- Zu lösende Aufgaben:
[1] Beantworte mit Hilfe des Übungstexts über Rohkost diese Fragen:
(a) Was erhöhen die Anhänger des Smoothie-Trends, indem sie ihr Essen stark zerkleinern?
(b) Welche Tiere essen laut Wrangham ebenfalls lieber auf diese Weise?
(c) Welche persönlichen Probleme können solche Ernährungsideologien verursachen?
[2] Führe den Übungstext über Rohkost und Ernährungsideologien nach seinem letzten Satz weiter.

- Übungstext:
════════════════════
Zweifelsohne trägt dies zur Beliebtheit des Smoothie-Trends bei, dessen Anhänger ihre Nahrungsmittel vor der Einnahme bis zur Unkenntlichkeit zerkleinern und so den Energiewert, den effektiven Kaloriengehalt signifikant erhöhen. Eine Form der Nahrungseinnahme, die laut Wrangham auch Affen bevorzugen.

In der Rohkostszene kursieren, wie auch im Bereich der veganen Ernährung und unter Paleo-Fans, abstruse, ideologische und pseudowissenschaftliche Erklärungen, warum genau dies die richtige und einzig korrekte Ernährung für den Menschen sei. Dies hilft den Anhängern bei der Hingabe zum Prinzip, erklärt Wrangham. Denn solche Ernährungsideologien beeinträchtigen das Sozialleben, kosten Zeit und Geld und erfordern große Willenskraft gegen die Versuchung. Sie können persönliche Probleme wie häufiges Urinieren oder Verstopfung verursachen und teils das Vergiftungsrisiko durch Keime oder Toxine erhöhen. Ohne eine entsprechende Erklärung, ganz gleich wie absurd, ließe sich dies kaum rechtfertigen.
════════════════════
- Gegebenes Material:

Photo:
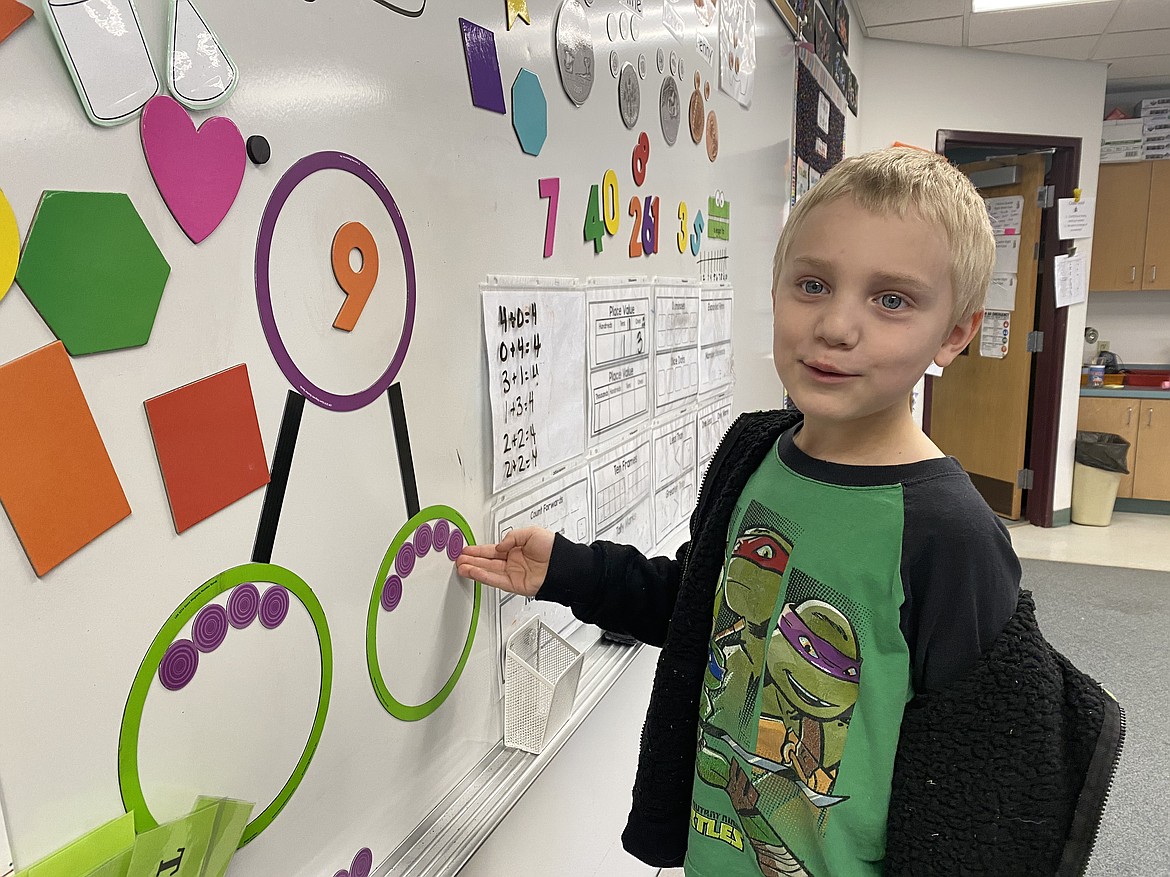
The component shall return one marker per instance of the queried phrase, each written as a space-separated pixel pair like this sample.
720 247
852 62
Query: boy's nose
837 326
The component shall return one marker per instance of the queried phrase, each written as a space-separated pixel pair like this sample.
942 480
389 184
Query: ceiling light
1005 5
════════════════════
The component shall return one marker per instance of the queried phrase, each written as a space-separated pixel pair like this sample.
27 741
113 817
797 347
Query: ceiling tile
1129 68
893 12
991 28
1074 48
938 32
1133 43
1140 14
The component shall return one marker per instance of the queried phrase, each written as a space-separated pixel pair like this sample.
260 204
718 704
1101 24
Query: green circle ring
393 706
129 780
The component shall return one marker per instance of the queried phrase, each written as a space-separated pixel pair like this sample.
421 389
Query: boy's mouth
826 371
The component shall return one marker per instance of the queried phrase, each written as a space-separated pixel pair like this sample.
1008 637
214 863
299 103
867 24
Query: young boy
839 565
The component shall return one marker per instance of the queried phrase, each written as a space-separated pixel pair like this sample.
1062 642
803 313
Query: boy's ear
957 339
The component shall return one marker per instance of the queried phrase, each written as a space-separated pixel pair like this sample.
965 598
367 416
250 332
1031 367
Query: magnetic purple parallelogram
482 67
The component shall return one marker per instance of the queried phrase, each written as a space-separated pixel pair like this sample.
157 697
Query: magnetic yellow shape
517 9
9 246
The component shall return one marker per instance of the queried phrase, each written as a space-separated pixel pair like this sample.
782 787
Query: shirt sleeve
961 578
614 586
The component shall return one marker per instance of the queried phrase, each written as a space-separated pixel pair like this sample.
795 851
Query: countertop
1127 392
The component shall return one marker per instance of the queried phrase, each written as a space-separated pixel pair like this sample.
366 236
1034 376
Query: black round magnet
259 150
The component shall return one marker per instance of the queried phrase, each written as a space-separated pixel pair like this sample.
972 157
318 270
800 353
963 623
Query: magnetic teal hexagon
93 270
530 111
════════════════════
- Erwartete Lösungen:
[1]
(a) Den Energiewert, also den effektiven Kaloriengehalt.
(b) Affen.
(c) Häufiges Urinieren oder Verstopfung.

[2]
Kochen als Katalysator des Lebens

Energie ist von zentraler Bedeutung für das Leben. Kochen erhöht die Energieverfügbarkeit. Das Kochen bietet somit für das Leben entscheidende Vorteile. Dem Menschen hat es so große evolutionäre Sprünge ermöglicht, dass seine Physiologie heute eng damit verknüpft ist.

Ein Rohkostanteil in der Ernährung kann absolut sinnvoll sein: für die Gebisspflege, für die bessere Versorgung mit einigen spezifischen Vitamine und Enzymen und Bakterien zur Pflege der Darmflora und nicht zuletzt für den Genuss. Eine Ernährung allein von reiner und vor allem gänzlich unverarbeiteter Rohkost ist jedoch offenbar unrealistisch und im Normalfall nicht sinnvoll.

Auch hier zeigt sich wieder das Prinzip der Balance als erfolgreichste Ernährungsform.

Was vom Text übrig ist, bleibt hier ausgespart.